Supplied passage.
* START *

Relying on this ruling

This publication (excluding appendixes) is a public ruling for the purposes of the Taxation Administration Act 1953.

If this Ruling applies to you, and you correctly rely on it, we will apply the law to you in the way set out in this Ruling. That is, you will not pay any more tax or penalties or interest in respect of the matters covered by this Ruling.

Further, if we think that this Ruling disadvantages you, we may apply the law in a way that is more favourable to you.

[Note: This is a consolidated version of this document. Refer to the Legal Database (https://www.ato.gov.au/law) to check its currency and to view the details of all changes.]

Ruling

1. No. Subsection 815-110(1) of the Income Tax Assessment Act 1997 (ITAA 1997)[1] states expressly that nothing in the income tax assessment legislation[2] (other than Subdivision 815-B) limits the operation of Subdivision 815-B.

2. Where section 815-115 applies in respect of conditions that operate between an entity and another entity in connection with a scheme that is a debt interest or equity interest, the 'arm's length conditions' within the meaning of section 815-125 are taken to operate for the purposes set out in subsection 815-115(2) - that is, working out the amount of the entity's taxable income, taxable loss of a particular sort, tax offsets and withholding tax payable.

3. In such instances, Division 974 applies to classify the interest that arises under the scheme by reference to the arm's length conditions, not to the actual conditions.

Examples

4. Examples 1 to 3 of this Determination illustrate the effect of the transfer pricing rules on the debt and equity rules. The examples assume what the arm's length conditions are in the relevant circumstances for the purpose of illustrating the effect. They should not be taken as ruling on what the arm's length conditions would be.

Example 1 - outbound loan to a distressed subsidiary

5. Australian Company, an Australian resident company, lends $15 million to Foreign Company, a wholly-owned foreign resident subsidiary, to fund the completion of a new manufacturing plant. Due to difficult economic conditions, Foreign Company is only just managing to meet all its financial obligations.

* END *

To-do list.
a. Copy word for word the part of the tax ruling that opens with the words containing "This publication (excluding" and closes with "of Subdivision 815-B.".
b. Set out the rows as a numbered list, starting at the line containing "the blue vintage" and running through the final line of the rows. Omit blank lines and leave out the pictures.

Available data.
* START *

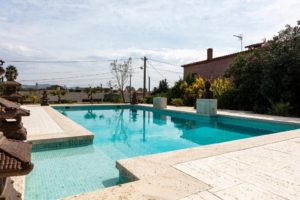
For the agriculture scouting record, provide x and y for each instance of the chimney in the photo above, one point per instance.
(209, 53)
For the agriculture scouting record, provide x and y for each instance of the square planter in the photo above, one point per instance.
(207, 107)
(159, 102)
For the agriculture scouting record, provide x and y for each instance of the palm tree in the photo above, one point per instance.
(11, 73)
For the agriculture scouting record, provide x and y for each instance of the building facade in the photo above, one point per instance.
(214, 67)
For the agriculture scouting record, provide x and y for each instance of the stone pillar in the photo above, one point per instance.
(207, 107)
(159, 102)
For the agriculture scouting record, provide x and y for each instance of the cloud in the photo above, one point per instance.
(173, 31)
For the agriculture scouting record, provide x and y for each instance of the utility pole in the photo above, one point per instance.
(240, 37)
(145, 65)
(130, 88)
(148, 83)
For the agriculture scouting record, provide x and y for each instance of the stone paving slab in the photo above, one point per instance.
(257, 173)
(39, 122)
(50, 126)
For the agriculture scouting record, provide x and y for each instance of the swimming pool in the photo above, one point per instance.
(123, 132)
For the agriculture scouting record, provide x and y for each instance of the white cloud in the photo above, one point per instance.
(174, 31)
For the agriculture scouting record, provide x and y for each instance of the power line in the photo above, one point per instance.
(157, 70)
(70, 77)
(65, 61)
(163, 62)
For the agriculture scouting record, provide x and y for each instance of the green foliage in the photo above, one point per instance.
(280, 108)
(142, 100)
(177, 102)
(149, 99)
(112, 97)
(34, 99)
(269, 74)
(59, 92)
(11, 73)
(162, 88)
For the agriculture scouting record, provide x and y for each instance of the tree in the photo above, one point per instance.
(268, 78)
(121, 72)
(11, 73)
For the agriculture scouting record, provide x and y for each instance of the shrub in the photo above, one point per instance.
(177, 102)
(142, 100)
(149, 99)
(280, 108)
(112, 97)
(34, 99)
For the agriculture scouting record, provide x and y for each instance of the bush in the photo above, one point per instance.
(280, 108)
(34, 99)
(177, 102)
(142, 100)
(149, 99)
(112, 97)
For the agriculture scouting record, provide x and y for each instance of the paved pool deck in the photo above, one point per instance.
(45, 126)
(263, 167)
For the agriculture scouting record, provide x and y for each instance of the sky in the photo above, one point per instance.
(168, 32)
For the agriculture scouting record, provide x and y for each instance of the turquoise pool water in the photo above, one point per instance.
(123, 132)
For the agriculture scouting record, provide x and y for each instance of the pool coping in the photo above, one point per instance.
(154, 176)
(72, 132)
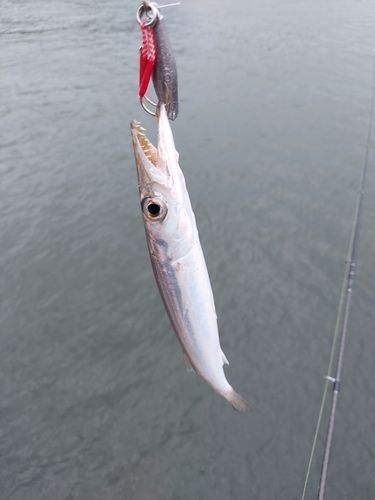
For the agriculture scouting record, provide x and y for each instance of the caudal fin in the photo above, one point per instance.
(237, 401)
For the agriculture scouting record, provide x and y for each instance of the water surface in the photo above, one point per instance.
(95, 401)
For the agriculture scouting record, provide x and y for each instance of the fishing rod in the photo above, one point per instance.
(343, 315)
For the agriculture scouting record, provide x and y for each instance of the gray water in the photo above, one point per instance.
(95, 401)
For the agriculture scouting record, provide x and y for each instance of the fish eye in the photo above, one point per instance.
(154, 208)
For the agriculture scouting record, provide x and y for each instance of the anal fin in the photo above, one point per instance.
(189, 366)
(224, 358)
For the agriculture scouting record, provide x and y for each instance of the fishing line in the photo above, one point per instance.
(342, 318)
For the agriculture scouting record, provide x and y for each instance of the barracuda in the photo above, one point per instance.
(177, 258)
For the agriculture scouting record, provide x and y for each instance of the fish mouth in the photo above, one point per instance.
(142, 143)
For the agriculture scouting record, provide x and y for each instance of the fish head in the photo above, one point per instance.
(164, 199)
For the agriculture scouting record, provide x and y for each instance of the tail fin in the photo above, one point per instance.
(237, 401)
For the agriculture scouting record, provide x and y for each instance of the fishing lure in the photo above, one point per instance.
(157, 60)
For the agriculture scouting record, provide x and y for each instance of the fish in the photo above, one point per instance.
(177, 258)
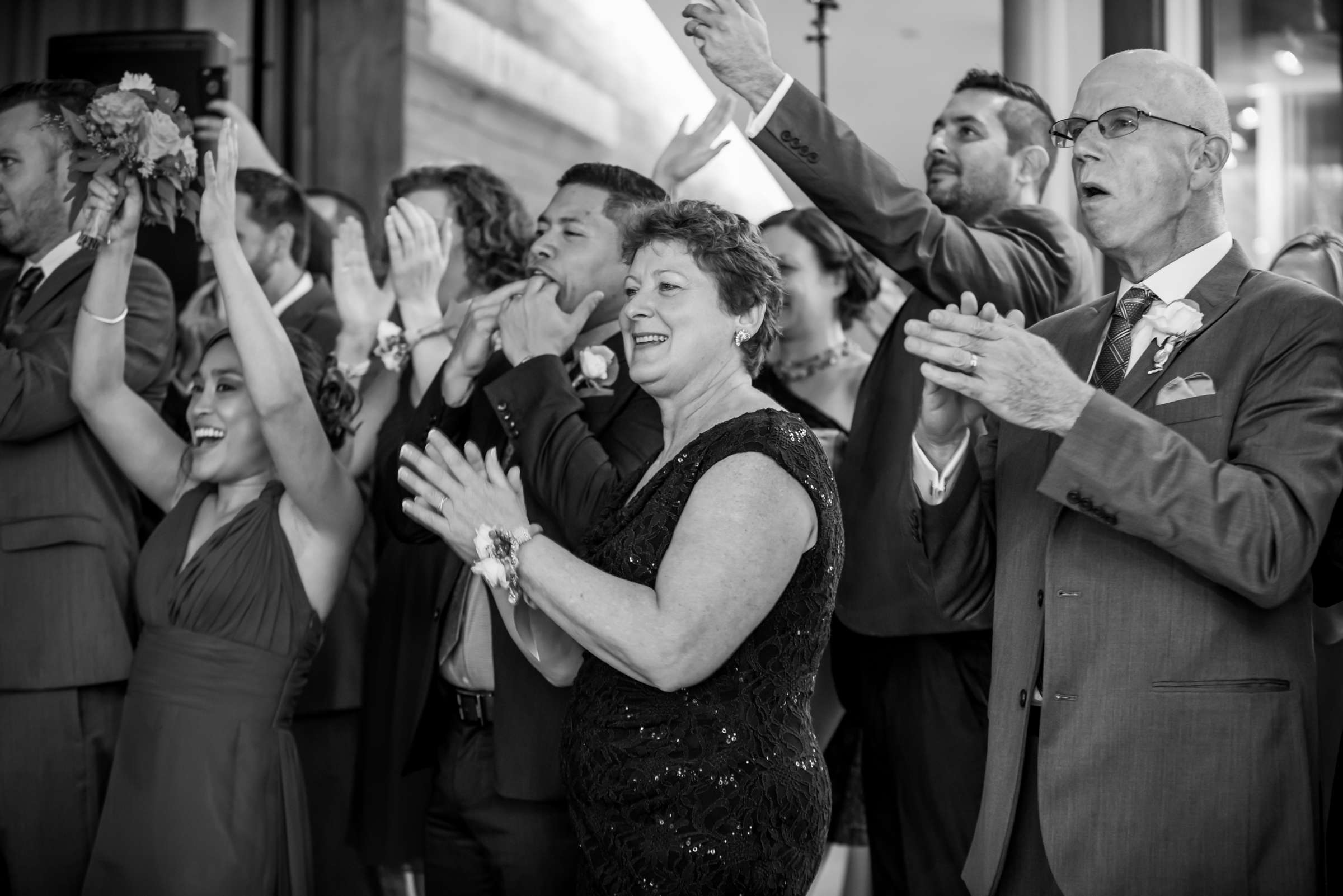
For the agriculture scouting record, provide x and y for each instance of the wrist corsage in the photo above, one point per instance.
(1173, 325)
(598, 368)
(394, 345)
(497, 549)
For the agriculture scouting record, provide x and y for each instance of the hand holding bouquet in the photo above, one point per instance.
(132, 129)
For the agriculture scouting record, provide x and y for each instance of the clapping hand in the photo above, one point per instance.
(691, 150)
(218, 204)
(420, 250)
(977, 362)
(454, 497)
(475, 342)
(104, 195)
(534, 324)
(360, 302)
(735, 45)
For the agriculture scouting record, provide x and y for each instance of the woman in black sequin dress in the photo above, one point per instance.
(704, 602)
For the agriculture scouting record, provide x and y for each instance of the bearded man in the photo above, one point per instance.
(917, 679)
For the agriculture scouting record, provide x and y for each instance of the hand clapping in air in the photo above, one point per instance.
(218, 201)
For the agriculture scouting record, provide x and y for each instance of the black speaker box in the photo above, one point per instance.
(195, 63)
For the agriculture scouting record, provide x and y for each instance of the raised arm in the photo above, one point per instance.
(420, 251)
(736, 546)
(126, 426)
(321, 490)
(1022, 261)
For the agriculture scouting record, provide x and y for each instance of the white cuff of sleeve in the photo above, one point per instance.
(934, 486)
(763, 117)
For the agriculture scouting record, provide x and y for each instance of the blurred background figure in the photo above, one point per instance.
(1317, 258)
(829, 284)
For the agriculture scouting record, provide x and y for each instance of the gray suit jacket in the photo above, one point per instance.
(1158, 560)
(68, 516)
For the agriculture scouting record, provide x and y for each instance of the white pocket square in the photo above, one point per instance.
(1190, 386)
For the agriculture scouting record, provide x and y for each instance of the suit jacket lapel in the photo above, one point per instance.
(1214, 295)
(601, 409)
(55, 284)
(1080, 342)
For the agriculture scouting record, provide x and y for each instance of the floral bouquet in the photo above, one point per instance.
(135, 129)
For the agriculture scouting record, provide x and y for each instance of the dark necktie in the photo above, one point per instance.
(1112, 362)
(22, 291)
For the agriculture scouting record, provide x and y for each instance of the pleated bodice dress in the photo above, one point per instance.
(206, 794)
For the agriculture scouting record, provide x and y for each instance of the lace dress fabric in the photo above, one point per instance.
(719, 787)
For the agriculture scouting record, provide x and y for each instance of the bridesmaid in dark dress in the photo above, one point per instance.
(829, 282)
(206, 793)
(704, 595)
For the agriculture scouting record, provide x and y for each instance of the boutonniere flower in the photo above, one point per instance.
(394, 345)
(393, 348)
(1172, 325)
(598, 366)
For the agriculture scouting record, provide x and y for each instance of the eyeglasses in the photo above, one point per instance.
(1112, 124)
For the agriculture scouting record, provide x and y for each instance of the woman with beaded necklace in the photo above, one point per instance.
(828, 284)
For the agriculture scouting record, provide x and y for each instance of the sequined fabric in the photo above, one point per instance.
(719, 787)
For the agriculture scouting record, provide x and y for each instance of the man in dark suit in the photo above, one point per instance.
(488, 719)
(918, 681)
(68, 517)
(1157, 477)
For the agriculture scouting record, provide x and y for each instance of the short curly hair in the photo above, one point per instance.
(837, 253)
(496, 228)
(729, 248)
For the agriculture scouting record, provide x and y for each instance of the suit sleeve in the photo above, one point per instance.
(957, 540)
(1255, 521)
(1020, 262)
(572, 470)
(414, 428)
(35, 378)
(1327, 573)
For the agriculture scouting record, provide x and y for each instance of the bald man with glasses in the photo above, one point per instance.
(1140, 510)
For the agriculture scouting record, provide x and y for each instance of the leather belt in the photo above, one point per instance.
(475, 708)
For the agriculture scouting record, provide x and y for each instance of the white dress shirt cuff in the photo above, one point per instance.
(763, 117)
(934, 486)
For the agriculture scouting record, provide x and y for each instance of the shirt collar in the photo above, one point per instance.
(598, 334)
(297, 291)
(1177, 280)
(59, 254)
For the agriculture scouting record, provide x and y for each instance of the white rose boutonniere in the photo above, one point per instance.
(136, 82)
(598, 366)
(1173, 325)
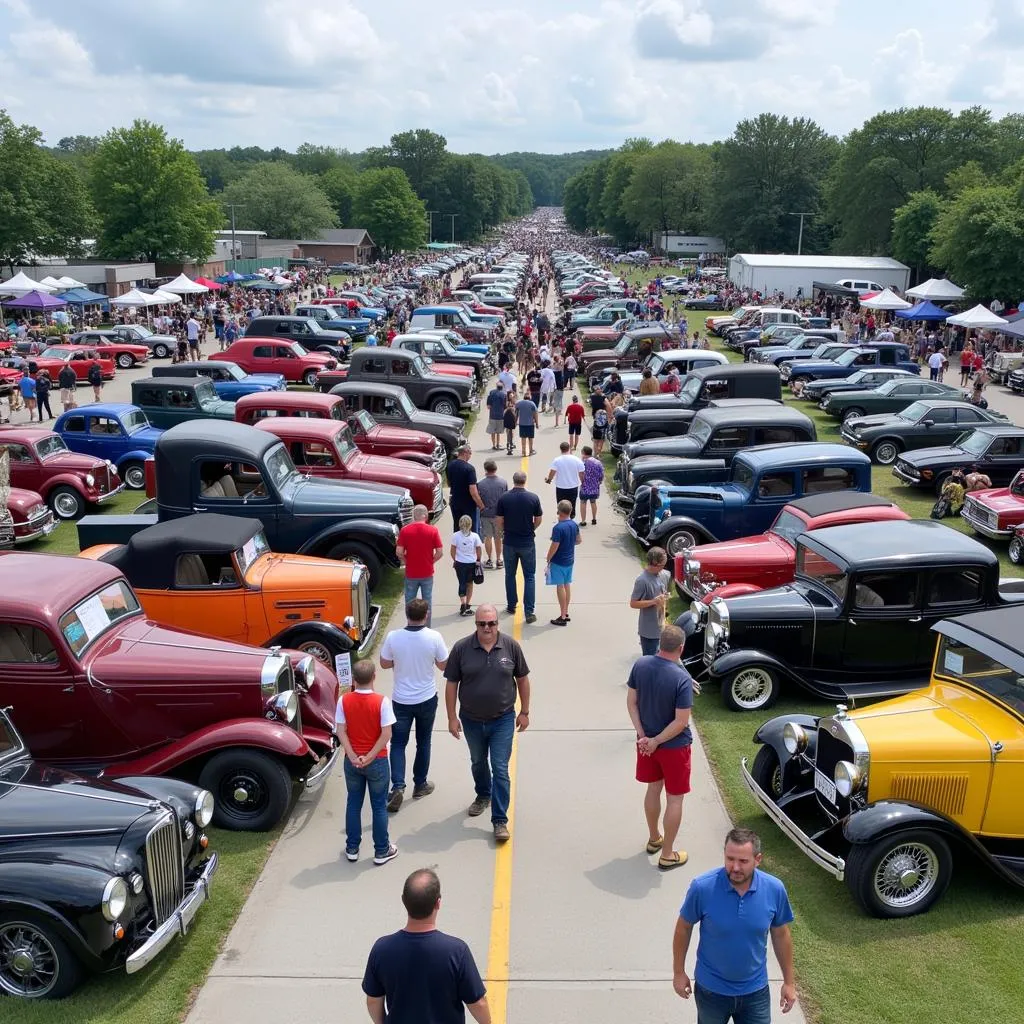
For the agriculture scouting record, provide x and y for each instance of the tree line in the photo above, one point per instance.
(943, 193)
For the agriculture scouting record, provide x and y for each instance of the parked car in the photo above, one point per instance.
(924, 424)
(216, 574)
(41, 462)
(882, 797)
(115, 432)
(996, 449)
(85, 858)
(94, 682)
(855, 623)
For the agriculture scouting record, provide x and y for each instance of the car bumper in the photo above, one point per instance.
(178, 922)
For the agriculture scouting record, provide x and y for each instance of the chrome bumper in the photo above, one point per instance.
(178, 922)
(836, 866)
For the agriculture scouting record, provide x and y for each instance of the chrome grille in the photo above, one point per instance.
(165, 868)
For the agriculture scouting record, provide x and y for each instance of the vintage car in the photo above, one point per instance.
(116, 432)
(853, 625)
(996, 449)
(326, 449)
(278, 355)
(97, 876)
(229, 380)
(69, 482)
(242, 471)
(216, 574)
(168, 400)
(761, 481)
(96, 684)
(888, 798)
(765, 560)
(923, 424)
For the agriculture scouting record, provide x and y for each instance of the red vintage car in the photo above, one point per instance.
(370, 436)
(765, 560)
(98, 685)
(69, 482)
(276, 355)
(326, 448)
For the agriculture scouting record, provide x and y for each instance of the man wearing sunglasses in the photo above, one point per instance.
(485, 672)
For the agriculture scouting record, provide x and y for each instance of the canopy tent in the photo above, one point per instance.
(923, 310)
(936, 288)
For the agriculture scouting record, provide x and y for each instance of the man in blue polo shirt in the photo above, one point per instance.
(737, 907)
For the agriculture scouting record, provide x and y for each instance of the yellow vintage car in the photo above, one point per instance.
(215, 574)
(882, 797)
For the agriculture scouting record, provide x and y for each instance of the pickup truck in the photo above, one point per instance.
(242, 471)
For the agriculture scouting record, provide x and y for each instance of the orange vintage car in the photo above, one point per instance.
(215, 574)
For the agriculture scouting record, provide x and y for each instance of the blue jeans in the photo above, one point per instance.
(492, 739)
(514, 554)
(423, 717)
(374, 777)
(752, 1009)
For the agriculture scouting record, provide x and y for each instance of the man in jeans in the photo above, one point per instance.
(485, 689)
(413, 652)
(517, 515)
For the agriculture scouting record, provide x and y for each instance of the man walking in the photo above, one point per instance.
(419, 973)
(658, 699)
(516, 517)
(738, 906)
(414, 653)
(485, 689)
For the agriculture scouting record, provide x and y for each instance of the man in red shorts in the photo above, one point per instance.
(658, 698)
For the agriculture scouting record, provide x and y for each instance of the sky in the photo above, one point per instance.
(551, 76)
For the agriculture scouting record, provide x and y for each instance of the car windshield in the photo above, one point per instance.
(957, 660)
(94, 615)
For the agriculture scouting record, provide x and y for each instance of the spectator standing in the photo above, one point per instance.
(738, 907)
(485, 690)
(365, 720)
(658, 699)
(517, 515)
(413, 652)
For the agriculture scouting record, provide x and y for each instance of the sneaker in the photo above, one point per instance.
(383, 858)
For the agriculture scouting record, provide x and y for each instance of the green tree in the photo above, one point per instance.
(151, 197)
(386, 206)
(276, 199)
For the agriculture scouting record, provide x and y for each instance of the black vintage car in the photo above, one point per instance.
(996, 449)
(94, 876)
(855, 623)
(716, 433)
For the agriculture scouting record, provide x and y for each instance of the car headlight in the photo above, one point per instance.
(848, 778)
(794, 737)
(115, 899)
(203, 811)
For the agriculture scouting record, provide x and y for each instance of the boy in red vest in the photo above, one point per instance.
(365, 720)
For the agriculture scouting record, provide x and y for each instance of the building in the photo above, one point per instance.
(786, 273)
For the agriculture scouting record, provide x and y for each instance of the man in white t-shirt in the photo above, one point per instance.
(414, 653)
(567, 472)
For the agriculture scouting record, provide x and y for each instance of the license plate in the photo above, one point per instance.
(824, 785)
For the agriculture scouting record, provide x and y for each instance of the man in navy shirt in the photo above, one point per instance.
(737, 907)
(421, 975)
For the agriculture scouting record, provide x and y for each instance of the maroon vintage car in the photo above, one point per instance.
(96, 685)
(765, 560)
(69, 482)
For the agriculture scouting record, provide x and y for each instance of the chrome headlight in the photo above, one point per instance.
(115, 899)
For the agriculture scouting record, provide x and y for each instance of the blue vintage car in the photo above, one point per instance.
(118, 432)
(761, 480)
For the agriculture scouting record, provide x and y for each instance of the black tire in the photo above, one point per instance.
(353, 551)
(55, 973)
(751, 688)
(265, 782)
(67, 503)
(877, 872)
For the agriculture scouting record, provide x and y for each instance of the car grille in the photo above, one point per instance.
(165, 868)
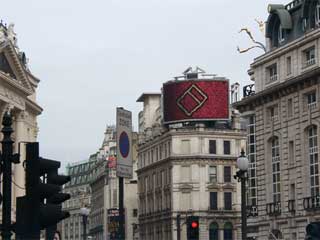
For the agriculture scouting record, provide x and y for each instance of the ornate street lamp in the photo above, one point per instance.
(241, 175)
(84, 213)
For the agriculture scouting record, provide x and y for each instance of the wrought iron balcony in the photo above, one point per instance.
(248, 90)
(252, 211)
(292, 205)
(311, 203)
(273, 209)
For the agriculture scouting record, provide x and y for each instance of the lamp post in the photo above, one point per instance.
(241, 175)
(84, 213)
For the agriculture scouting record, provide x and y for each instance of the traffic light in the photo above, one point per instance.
(41, 207)
(193, 228)
(313, 231)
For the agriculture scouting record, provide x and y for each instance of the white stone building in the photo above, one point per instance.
(283, 117)
(18, 95)
(187, 169)
(105, 190)
(81, 174)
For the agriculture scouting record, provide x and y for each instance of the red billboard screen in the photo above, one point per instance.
(195, 100)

* END *

Solutions to the problems.
a.
This publication (excluding appendixes) is a public ruling for the purposes of the Taxation Administration Act 1953.

If this Ruling applies to you, and you correctly rely on it, we will apply the law to you in the way set out in this Ruling. That is, you will not pay any more tax or penalties or interest in respect of the matters covered by this Ruling.

Further, if we think that this Ruling disadvantages you, we may apply the law in a way that is more favourable to you.

[Note: This is a consolidated version of this document. Refer to the Legal Database (https://www.ato.gov.au/law) to check its currency and to view the details of all changes.]

Ruling

1. No. Subsection 815-110(1) of the Income Tax Assessment Act 1997 (ITAA 1997)[1] states expressly that nothing in the income tax assessment legislation[2] (other than Subdivision 815-B) limits the operation of Subdivision 815-B.

b.
1. For the agriculture scouting record, provide x and y for each instance of the blue vintage car in the photo above, one point per instance.
2. (118, 432)
3. (761, 480)
4. For the agriculture scouting record, provide x and y for each instance of the black tire in the photo above, one point per instance.
5. (353, 551)
6. (55, 973)
7. (751, 688)
8. (265, 782)
9. (67, 503)
10. (877, 872)
11. For the agriculture scouting record, provide x and y for each instance of the car grille in the photo above, one point per instance.
12. (165, 868)
13. For the agriculture scouting record, provide x and y for each instance of the ornate street lamp in the photo above, one point per instance.
14. (241, 175)
15. (84, 213)
16. For the agriculture scouting record, provide x and y for each instance of the wrought iron balcony in the photo above, one point per instance.
17. (248, 90)
18. (252, 211)
19. (292, 205)
20. (311, 203)
21. (273, 209)
22. For the agriculture scouting record, provide x and y for each instance of the lamp post in the photo above, one point per instance.
23. (241, 175)
24. (84, 213)
25. For the agriculture scouting record, provide x and y for each instance of the traffic light in the photo above, one point per instance.
26. (41, 207)
27. (193, 228)
28. (313, 231)
29. For the agriculture scouting record, provide x and y for each instance of the white stone building in the photo above, one point per instance.
30. (283, 117)
31. (18, 95)
32. (187, 169)
33. (105, 190)
34. (81, 174)
35. For the agriculture scouting record, provide x and y for each instance of the red billboard screen in the photo above, one point per instance.
36. (195, 100)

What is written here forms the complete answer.